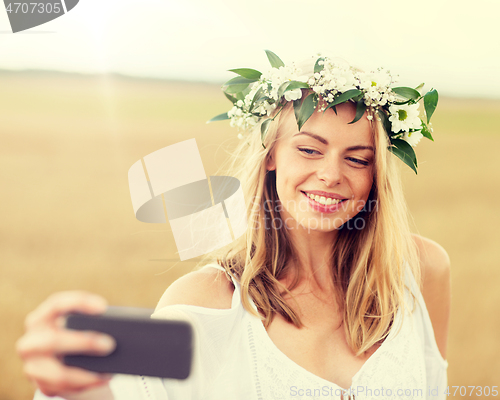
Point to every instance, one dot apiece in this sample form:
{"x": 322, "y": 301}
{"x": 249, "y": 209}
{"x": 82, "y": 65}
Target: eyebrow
{"x": 324, "y": 141}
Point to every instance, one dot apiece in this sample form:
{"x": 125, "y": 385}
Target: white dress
{"x": 235, "y": 359}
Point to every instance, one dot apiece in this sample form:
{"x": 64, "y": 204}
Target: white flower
{"x": 378, "y": 80}
{"x": 412, "y": 137}
{"x": 292, "y": 95}
{"x": 404, "y": 117}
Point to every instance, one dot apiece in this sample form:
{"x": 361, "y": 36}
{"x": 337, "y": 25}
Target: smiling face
{"x": 329, "y": 160}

□ □ □ □

• _What the task asks_: Report how many lines in the items above contain the string "Target", treating case as significant. Give only the number.

• _Written answer_: 4